Copy out, exactly as written, only the line containing "of the quilted" and the lines after it through the end of the records.

····················

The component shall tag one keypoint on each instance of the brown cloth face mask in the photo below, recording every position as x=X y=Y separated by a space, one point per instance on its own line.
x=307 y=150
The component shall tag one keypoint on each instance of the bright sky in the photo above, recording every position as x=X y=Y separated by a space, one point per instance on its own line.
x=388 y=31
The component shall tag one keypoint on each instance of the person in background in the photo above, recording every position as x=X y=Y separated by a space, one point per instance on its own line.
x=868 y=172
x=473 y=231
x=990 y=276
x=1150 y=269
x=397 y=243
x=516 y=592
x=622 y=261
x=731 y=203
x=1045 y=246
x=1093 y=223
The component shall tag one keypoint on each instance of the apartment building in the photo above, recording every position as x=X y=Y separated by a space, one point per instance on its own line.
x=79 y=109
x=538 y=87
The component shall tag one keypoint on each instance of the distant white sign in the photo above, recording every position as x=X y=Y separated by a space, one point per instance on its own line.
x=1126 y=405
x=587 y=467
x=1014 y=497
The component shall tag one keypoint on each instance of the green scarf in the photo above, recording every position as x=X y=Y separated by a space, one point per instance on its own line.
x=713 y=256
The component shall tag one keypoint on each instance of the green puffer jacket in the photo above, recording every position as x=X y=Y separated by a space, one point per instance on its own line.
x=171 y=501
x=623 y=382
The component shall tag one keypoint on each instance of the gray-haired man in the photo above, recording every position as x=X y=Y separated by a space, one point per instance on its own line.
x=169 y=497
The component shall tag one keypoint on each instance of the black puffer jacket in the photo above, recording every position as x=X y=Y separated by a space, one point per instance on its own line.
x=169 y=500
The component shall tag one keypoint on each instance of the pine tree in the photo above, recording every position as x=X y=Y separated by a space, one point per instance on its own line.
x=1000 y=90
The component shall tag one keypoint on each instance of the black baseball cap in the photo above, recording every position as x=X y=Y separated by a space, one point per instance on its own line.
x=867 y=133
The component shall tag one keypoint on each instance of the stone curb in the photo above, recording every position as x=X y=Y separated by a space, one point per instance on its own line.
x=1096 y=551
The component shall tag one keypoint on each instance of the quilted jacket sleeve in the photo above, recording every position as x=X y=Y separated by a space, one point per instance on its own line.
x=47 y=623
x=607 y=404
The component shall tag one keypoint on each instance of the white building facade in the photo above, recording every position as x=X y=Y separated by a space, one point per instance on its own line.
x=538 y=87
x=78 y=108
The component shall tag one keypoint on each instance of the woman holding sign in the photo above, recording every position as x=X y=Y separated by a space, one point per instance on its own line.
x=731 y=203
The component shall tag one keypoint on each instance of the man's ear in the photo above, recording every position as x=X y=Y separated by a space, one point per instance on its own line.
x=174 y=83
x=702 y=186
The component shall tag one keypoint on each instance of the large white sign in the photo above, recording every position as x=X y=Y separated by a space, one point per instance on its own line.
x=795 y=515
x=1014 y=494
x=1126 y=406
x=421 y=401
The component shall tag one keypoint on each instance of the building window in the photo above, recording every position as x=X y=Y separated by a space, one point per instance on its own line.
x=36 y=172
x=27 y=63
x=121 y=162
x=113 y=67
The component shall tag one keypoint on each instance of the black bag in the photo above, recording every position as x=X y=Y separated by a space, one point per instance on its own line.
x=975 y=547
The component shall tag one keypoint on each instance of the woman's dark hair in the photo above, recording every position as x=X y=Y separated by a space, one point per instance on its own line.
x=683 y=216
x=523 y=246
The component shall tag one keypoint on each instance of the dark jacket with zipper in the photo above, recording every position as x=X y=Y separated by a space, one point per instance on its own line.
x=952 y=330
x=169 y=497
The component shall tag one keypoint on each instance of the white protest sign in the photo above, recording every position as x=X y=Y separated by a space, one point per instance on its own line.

····················

Problem solution:
The component shall tag one keypoint on each instance of the quilted jacket sleeve in the photo above, recording every position as x=X y=Y separated by a space, one point per instance on its own line.
x=47 y=623
x=607 y=404
The component shall tag one keypoint on each instance of the white building facade in the photo above, recording every position as x=X y=Y separated by a space, one point per instance on its own line.
x=538 y=87
x=78 y=108
The component shall tag one keypoint on each instance of the woman holding sign in the photo above, recording every position as x=X y=Y separated by a space, one point per instance on its own line.
x=731 y=203
The component shall tag one keypoint on each instance of the man's ear in the photo above, recording every position as x=X y=Y separated by a space, one point per instance on its own line.
x=174 y=83
x=702 y=186
The component shall tag one keypoint on each instance of the large white sign in the photo above, recording every position as x=X y=Y separated by a space, one point per instance on its own line.
x=795 y=515
x=1014 y=494
x=1126 y=406
x=421 y=401
The component shall tag one keypoint on each instance of the building window in the photo above, recording every position as x=X y=Y separated by a space, one point per instance on its own line.
x=36 y=172
x=27 y=63
x=121 y=162
x=113 y=67
The component shall tag one keypoint on each instance of the black bag in the photo above, recording every position as x=X y=Y separated by a space, one point per instance on its own line.
x=975 y=547
The component shall tag one keypoint on each instance of the woman's dark hair in the photo above, recording every position as x=X y=Y separated by a space, one point per instance on its own line.
x=683 y=216
x=523 y=246
The component shall tag one keypoint on each instance of the dark jacket with zipper in the photo above, recording every position as x=X y=Y separated by a space, one point per instance on its own line.
x=952 y=330
x=169 y=497
The component shall tag one keypoint on each instance of the white protest sign in the photo above, recording every position as x=X y=Y separated by a space, one point per instance on its own line.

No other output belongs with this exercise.